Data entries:
==================================================
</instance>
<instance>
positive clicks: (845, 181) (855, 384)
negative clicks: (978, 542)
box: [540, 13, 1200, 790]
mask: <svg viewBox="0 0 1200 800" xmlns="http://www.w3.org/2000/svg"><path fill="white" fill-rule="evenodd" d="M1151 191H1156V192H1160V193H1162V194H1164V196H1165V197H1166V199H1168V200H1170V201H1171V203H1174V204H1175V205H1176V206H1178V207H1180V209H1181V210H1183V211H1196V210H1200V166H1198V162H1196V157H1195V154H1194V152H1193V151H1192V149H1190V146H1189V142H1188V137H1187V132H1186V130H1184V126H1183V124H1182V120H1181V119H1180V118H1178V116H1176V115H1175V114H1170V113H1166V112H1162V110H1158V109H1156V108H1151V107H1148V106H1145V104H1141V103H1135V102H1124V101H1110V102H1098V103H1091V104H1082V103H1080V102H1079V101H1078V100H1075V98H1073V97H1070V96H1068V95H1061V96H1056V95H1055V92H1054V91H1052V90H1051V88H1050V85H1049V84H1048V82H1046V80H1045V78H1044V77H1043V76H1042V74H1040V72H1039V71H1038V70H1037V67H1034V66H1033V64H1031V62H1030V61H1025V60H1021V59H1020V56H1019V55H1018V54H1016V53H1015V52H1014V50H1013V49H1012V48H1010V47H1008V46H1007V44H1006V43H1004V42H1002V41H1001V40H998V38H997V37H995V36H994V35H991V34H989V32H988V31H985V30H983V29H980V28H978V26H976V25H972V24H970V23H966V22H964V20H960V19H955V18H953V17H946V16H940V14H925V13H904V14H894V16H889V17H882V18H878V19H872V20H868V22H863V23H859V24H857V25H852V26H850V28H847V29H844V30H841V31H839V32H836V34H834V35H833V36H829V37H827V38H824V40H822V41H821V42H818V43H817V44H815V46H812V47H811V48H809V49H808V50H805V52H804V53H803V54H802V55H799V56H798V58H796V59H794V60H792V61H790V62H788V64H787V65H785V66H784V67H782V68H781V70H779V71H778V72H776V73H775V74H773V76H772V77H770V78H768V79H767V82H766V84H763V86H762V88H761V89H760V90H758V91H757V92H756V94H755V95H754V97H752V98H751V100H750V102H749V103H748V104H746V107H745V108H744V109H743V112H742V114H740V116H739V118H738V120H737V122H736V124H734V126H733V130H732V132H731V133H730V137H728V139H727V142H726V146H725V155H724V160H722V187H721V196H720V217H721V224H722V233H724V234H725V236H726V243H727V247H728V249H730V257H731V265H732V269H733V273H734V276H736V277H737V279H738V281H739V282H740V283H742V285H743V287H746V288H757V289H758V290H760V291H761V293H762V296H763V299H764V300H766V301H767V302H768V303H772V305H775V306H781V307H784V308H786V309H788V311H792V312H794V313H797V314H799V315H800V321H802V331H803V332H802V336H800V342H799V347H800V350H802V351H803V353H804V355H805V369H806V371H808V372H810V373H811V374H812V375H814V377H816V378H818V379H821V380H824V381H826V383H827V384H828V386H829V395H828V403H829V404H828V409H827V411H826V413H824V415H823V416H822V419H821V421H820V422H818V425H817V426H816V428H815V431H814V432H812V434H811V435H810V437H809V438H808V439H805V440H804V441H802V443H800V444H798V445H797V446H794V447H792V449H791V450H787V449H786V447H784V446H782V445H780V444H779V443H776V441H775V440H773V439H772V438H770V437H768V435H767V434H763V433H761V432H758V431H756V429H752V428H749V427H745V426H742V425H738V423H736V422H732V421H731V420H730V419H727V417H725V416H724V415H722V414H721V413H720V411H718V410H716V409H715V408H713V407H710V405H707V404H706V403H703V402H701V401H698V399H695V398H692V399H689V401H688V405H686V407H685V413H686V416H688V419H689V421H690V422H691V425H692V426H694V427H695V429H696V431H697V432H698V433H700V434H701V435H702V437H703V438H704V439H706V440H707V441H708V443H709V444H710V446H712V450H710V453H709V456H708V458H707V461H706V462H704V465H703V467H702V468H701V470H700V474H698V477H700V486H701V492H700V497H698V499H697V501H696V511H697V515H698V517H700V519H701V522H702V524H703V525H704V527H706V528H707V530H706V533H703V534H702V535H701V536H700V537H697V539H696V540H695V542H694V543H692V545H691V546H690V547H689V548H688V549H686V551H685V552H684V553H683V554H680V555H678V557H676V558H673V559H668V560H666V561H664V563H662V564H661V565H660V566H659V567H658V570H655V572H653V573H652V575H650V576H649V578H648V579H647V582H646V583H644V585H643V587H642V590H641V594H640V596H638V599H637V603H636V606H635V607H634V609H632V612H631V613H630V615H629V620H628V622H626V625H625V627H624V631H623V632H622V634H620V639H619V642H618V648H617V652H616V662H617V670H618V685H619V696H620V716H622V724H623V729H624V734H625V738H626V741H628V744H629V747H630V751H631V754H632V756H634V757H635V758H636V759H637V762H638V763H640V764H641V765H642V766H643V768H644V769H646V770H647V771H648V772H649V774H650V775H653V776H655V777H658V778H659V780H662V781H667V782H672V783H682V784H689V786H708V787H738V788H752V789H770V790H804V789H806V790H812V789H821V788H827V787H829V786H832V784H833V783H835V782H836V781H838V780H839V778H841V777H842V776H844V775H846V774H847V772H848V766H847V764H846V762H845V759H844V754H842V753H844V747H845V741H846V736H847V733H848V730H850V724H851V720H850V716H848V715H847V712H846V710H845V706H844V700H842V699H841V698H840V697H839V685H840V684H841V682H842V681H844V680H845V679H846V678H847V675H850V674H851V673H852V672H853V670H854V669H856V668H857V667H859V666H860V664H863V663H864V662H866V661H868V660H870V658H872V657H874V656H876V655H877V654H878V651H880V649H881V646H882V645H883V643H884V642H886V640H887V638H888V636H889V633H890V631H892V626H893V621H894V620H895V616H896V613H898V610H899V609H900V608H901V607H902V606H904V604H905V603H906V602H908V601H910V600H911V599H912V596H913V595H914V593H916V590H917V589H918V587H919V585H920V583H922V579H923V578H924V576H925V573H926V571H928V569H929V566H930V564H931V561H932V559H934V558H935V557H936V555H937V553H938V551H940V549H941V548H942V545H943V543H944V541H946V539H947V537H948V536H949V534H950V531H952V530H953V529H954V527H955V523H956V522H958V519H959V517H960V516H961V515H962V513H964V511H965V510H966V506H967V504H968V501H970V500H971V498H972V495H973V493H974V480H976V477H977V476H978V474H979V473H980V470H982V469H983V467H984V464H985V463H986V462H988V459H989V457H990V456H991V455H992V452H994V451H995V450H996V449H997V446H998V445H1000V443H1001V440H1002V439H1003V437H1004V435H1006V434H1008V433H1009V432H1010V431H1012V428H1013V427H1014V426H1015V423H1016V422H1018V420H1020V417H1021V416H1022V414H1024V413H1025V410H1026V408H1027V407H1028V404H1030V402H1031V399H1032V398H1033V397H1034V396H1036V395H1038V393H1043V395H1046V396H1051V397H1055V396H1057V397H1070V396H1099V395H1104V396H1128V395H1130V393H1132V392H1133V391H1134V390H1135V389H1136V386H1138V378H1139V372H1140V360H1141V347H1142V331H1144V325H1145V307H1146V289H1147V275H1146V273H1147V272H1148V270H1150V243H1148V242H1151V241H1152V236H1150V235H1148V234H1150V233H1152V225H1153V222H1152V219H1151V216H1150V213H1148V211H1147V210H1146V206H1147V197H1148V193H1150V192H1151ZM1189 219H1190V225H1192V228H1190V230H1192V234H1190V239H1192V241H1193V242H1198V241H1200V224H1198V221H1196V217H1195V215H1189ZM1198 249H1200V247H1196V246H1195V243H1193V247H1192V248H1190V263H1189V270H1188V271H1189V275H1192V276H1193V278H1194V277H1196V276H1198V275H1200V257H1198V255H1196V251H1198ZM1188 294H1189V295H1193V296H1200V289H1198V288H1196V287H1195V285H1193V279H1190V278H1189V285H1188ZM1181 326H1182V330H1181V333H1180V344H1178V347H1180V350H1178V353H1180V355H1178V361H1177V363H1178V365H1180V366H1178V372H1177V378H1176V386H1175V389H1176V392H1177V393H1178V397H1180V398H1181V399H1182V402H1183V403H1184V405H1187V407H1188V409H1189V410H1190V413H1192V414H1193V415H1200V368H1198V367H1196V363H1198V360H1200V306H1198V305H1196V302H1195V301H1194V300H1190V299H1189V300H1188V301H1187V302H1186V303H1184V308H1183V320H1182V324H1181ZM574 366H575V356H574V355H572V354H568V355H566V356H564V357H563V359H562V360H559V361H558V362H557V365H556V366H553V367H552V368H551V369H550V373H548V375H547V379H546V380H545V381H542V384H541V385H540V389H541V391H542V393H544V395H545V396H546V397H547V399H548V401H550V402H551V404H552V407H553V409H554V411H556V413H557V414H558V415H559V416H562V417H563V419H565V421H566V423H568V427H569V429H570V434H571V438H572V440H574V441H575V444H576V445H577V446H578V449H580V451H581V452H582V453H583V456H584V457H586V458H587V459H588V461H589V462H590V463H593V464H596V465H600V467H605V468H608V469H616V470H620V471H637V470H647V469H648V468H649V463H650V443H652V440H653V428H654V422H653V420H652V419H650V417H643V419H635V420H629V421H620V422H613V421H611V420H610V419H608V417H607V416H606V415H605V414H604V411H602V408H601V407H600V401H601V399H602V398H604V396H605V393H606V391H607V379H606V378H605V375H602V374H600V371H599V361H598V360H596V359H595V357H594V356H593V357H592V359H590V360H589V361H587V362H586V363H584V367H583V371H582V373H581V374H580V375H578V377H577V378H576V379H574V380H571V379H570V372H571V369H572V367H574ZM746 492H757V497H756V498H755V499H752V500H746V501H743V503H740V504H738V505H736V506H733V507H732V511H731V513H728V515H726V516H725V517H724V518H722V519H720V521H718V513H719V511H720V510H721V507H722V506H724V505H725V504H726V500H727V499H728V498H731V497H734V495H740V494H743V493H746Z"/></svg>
==================================================
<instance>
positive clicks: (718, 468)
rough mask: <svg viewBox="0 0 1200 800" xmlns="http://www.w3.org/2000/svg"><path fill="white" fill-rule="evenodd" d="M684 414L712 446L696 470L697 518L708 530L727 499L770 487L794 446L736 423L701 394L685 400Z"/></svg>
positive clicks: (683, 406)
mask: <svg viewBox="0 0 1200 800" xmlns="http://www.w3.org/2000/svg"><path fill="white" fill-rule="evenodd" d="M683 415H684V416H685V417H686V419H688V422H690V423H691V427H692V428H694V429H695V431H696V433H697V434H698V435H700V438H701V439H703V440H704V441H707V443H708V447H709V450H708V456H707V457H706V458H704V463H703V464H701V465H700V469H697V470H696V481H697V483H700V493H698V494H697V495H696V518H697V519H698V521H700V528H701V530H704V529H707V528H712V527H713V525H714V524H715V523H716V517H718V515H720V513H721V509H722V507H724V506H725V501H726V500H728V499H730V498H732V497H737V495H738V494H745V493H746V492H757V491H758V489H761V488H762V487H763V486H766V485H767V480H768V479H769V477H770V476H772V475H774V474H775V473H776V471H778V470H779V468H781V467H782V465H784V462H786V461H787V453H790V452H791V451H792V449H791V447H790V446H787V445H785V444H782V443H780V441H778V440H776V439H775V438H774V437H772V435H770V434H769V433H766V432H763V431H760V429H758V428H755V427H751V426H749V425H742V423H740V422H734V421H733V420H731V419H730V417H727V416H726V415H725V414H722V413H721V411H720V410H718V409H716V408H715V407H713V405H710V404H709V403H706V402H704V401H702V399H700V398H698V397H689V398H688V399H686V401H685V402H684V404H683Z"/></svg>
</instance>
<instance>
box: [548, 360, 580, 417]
==================================================
#### Problem:
Above are the entries. Copy exactly the part that opens with the line containing "rough mask: <svg" and closes with the line containing "box: [548, 360, 580, 417]", and no more.

#### Your solution:
rough mask: <svg viewBox="0 0 1200 800" xmlns="http://www.w3.org/2000/svg"><path fill="white" fill-rule="evenodd" d="M684 414L712 446L696 470L697 518L708 530L727 499L770 487L794 446L736 423L701 394L685 400Z"/></svg>
positive clicks: (683, 406)
mask: <svg viewBox="0 0 1200 800" xmlns="http://www.w3.org/2000/svg"><path fill="white" fill-rule="evenodd" d="M683 415H684V416H685V417H686V419H688V422H690V423H691V427H692V428H694V429H695V431H696V433H697V434H698V435H700V438H701V439H703V440H704V441H707V443H708V447H709V450H708V456H707V457H706V458H704V463H703V464H701V465H700V469H697V470H696V481H697V483H700V493H698V494H697V495H696V518H697V519H698V521H700V528H701V530H704V529H707V528H712V527H713V525H714V524H715V523H716V517H718V515H720V513H721V509H722V507H724V506H725V501H726V500H728V499H730V498H732V497H737V495H738V494H745V493H746V492H757V491H758V489H761V488H762V487H763V486H766V485H767V480H768V479H769V477H770V476H772V475H774V474H775V473H776V471H778V470H779V468H781V467H782V465H784V462H786V461H787V453H790V452H791V451H792V449H791V447H790V446H787V445H785V444H782V443H780V441H778V440H776V439H775V438H774V437H772V435H770V434H769V433H766V432H763V431H760V429H758V428H755V427H751V426H749V425H742V423H740V422H734V421H733V420H731V419H730V417H727V416H726V415H725V414H722V413H721V411H720V410H718V409H716V408H715V407H713V405H710V404H709V403H706V402H704V401H702V399H700V398H698V397H689V398H688V399H686V401H685V402H684V404H683Z"/></svg>
</instance>
<instance>
box: [548, 360, 580, 417]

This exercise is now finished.